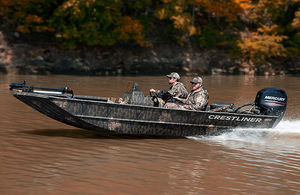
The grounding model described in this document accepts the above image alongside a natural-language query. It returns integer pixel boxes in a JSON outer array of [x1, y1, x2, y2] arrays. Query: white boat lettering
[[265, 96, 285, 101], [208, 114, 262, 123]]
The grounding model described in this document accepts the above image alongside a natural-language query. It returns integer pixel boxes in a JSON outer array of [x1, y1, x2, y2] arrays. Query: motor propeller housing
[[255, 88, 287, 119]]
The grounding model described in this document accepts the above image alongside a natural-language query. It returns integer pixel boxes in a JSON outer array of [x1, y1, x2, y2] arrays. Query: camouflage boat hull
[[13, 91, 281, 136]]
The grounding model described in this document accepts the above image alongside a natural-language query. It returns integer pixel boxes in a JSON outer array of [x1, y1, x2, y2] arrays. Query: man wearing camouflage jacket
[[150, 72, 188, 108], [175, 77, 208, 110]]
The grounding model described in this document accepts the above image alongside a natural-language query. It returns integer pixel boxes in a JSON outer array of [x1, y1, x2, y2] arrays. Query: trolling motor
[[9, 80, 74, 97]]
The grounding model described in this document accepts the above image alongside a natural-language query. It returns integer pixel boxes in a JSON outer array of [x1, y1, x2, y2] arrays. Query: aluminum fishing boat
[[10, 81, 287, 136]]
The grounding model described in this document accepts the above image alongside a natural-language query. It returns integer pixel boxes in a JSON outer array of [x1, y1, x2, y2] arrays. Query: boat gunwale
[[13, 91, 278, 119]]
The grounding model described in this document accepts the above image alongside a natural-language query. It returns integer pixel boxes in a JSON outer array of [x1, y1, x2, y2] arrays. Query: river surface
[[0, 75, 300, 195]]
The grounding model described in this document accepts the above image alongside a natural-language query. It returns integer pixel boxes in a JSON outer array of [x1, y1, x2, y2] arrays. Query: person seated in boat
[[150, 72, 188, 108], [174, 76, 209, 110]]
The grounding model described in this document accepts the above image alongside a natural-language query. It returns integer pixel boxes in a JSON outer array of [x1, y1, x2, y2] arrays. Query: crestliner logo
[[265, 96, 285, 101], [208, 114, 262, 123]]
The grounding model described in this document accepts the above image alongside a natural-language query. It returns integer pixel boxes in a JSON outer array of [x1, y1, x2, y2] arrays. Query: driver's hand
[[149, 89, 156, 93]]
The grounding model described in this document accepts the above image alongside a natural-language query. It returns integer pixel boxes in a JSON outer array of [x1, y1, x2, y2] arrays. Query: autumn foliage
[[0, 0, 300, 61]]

What this task involves
Arrange every line of the records above as a Markdown table with the columns "No." and "Entry", numbering the rows and skipping blank lines. Leave the pictures out of the table.

Answer below
| No. | Entry |
|---|---|
| 1 | The grounding model described in this document accepts the above image alongside a natural-language query. It returns integer pixel boxes in a JSON outer array of [x1, y1, x2, y2] arrays. Query: white boat lettering |
| 2 | [[265, 96, 285, 101], [208, 114, 262, 123]] |
| 3 | The grounding model described in this document accepts the above image alongside a natural-language query. It returns integer pixel boxes in a JSON outer array of [x1, y1, x2, y2] arrays. Query: motor propeller housing |
| 4 | [[255, 88, 287, 119]] |
| 5 | The grounding model described in this document accepts the above image alongside a natural-language query. It returns integer pixel boxes in a JSON outer array of [x1, y1, x2, y2] arrays. Query: camouflage boat hull |
| 6 | [[13, 91, 281, 136]] |
| 7 | The grounding model described in this document accepts the above image alongside a natural-language query. It returns integer pixel boxes in a JSON outer array of [x1, y1, x2, y2] arrays. Query: man wearing camouflage jacket |
| 8 | [[150, 72, 188, 108], [175, 77, 208, 110]] |
| 9 | The grounding model described in this document accepts the above image alongside a natural-language query. It returns integer pixel boxes in a JSON outer array of [x1, y1, x2, y2] arrays. Query: trolling motor |
| 10 | [[9, 80, 74, 97]] |
| 11 | The grounding model described in this document accepts the above image alongside a natural-language query. It returns integer pixel boxes in a JSON outer array of [x1, y1, x2, y2] arrays. Query: aluminum fishing boat |
| 12 | [[10, 81, 287, 136]] |
| 13 | The grounding model described in this document accepts the above image alongside a natural-language query. It returns integer pixel boxes in a JSON outer array of [x1, y1, x2, y2] arrays. Query: boat gunwale |
| 14 | [[13, 91, 278, 119]] |
| 15 | The grounding model described in this document accepts the above image alongside a natural-language query. It returns integer pixel boxes in a JSON outer array of [x1, y1, x2, y2] arrays. Query: river surface |
| 16 | [[0, 75, 300, 195]] |
| 17 | The grounding model described in this document accepts the above image alongside a natural-language query. It returns integer pixel boxes in a JSON outer array of [x1, y1, x2, y2] arrays. Query: person seated in boat |
| 18 | [[150, 72, 188, 108], [174, 76, 209, 110]] |
| 19 | The grounding model described in this document accepts the above image alongside a natural-language query. It returns integer pixel boxes in a JSON outer array of [x1, y1, x2, y2] arrays. Query: crestliner logo |
| 20 | [[265, 96, 285, 101], [208, 114, 262, 123]] |
| 21 | The grounding model described in this document accepts the above image alongside a natural-language query. It returns integer pixel boxes in a JSON outer array of [x1, y1, x2, y2] arrays. Query: driver's hand |
| 22 | [[149, 89, 156, 93]] |
| 23 | The grounding model described in this document accepts the above image alongside a natural-language query. It returns integer pixel boxes in a JSON outer array of [x1, y1, x2, y2] arrays. Query: autumn foliage |
| 24 | [[0, 0, 300, 61]] |